### EXTRACTED DATA

(begin)

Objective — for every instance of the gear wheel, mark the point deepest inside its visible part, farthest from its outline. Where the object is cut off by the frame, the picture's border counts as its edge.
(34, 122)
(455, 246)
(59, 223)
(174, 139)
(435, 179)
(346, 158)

(end)

### SHORT TASK
Copy the lines above word for word, without changing anything.

### FINAL ANSWER
Objective — for every instance of the gear wheel, mark the point deepest inside its visible part, farthest from its outline. Where the object is cut off by the frame, the picture's border counts as its edge.
(34, 122)
(455, 246)
(59, 223)
(174, 139)
(435, 179)
(346, 158)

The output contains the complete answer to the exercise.